▶ _WHAT YOU NEED TO DO_
**A.** In the Lisbon property article, what place did Lisbon hold in the same survey the previous year?
**B.** Give everything from "And no wonder: the" down to "licking their lips." in the Lisbon property article again, swapping "capital" for "Portuguese capital".

▶ _EXTRACT_
******

The Times recently published a survey of 885 property investors, undertaken by PwC and the Urban Land Institute, which placed Lisbon as the number one European hotspot for investment in 2019. The city had jumped up from eleventh place in the same survey the previous year.
And no wonder: the tourism boom that Portugal is currently experiencing is heavily concentrated in the capital. But more than the tourism itself, it is the orgy of property speculation engulfing the city – stemming both from the rising number of visitors to Lisbon and, more fundamentally, the sweeping liberalisation of the Portuguese housing market – that has investors licking their lips.
A report by the Observatory of Crisis and Alternatives in Portugal found that, in the month of June 2018 alone, around 200 real estate funds generated 11 million euros. Between 2014 and 2018, the number of housing-related transactions increased two-and-half times over. This inflating bubble has worried the International Monetary Fund, who last July warned of “significant imbalances accumulating in some areas of Portuguese real estate”. The Bank of Portugal, who had long denied the significance of such warnings, had to admit that the rise of Portuguese house prices by 32 percent nominally and 27 percent in real terms over a four-year-period was a threat to the country’s “financial stability”.

******

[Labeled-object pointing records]
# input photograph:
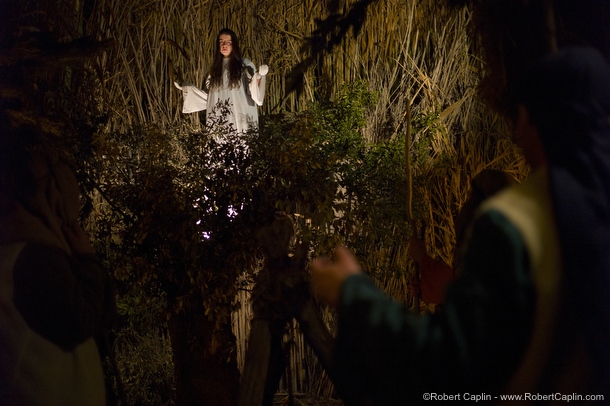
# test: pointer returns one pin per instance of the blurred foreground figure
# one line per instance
(52, 286)
(530, 309)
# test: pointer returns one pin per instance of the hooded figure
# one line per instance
(567, 97)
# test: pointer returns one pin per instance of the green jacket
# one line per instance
(493, 336)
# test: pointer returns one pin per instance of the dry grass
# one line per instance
(416, 55)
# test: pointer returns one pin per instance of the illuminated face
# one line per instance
(226, 45)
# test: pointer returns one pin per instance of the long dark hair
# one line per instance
(235, 62)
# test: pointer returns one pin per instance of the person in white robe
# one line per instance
(233, 90)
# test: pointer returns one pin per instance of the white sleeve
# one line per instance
(257, 88)
(195, 99)
(256, 85)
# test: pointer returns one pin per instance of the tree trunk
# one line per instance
(204, 360)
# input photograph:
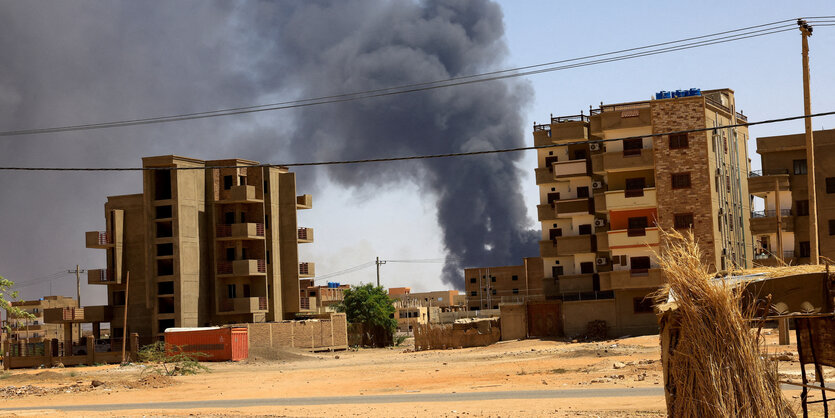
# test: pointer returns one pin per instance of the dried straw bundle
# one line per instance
(713, 365)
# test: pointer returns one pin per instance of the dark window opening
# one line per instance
(678, 141)
(165, 267)
(683, 220)
(165, 288)
(799, 166)
(632, 146)
(165, 305)
(642, 305)
(164, 324)
(801, 207)
(165, 249)
(165, 229)
(681, 180)
(162, 184)
(163, 212)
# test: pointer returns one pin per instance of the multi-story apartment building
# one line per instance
(602, 203)
(783, 185)
(487, 287)
(206, 242)
(35, 329)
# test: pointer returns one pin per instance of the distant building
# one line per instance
(35, 329)
(783, 182)
(212, 242)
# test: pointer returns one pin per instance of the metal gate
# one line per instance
(544, 319)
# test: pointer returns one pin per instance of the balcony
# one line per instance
(241, 268)
(240, 194)
(760, 182)
(629, 279)
(305, 235)
(304, 201)
(569, 207)
(546, 212)
(102, 276)
(226, 232)
(571, 168)
(243, 305)
(544, 175)
(98, 239)
(631, 199)
(633, 237)
(307, 270)
(765, 221)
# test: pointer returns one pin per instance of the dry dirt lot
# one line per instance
(599, 377)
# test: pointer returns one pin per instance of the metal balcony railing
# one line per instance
(769, 213)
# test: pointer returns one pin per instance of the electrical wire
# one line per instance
(422, 157)
(760, 30)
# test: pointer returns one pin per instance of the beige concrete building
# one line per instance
(203, 246)
(601, 203)
(782, 184)
(35, 329)
(487, 287)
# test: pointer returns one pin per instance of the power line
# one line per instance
(421, 157)
(759, 30)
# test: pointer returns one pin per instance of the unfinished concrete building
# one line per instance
(781, 227)
(35, 329)
(601, 203)
(205, 243)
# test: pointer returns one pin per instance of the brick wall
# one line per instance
(676, 115)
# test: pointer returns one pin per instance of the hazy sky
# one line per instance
(74, 62)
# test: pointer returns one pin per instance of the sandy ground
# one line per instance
(506, 366)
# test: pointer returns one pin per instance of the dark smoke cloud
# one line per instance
(67, 62)
(341, 46)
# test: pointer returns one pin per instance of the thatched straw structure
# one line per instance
(713, 366)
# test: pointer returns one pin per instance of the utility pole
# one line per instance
(77, 272)
(378, 262)
(806, 32)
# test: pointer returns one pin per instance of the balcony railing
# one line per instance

******

▶ _SOLUTIONS IN ORDER_
**A.** Eleventh place.

**B.**
And no wonder: the tourism boom that Portugal is currently experiencing is heavily concentrated in the Portuguese capital. But more than the tourism itself, it is the orgy of property speculation engulfing the city – stemming both from the rising number of visitors to Lisbon and, more fundamentally, the sweeping liberalisation of the Portuguese housing market – that has investors licking their lips.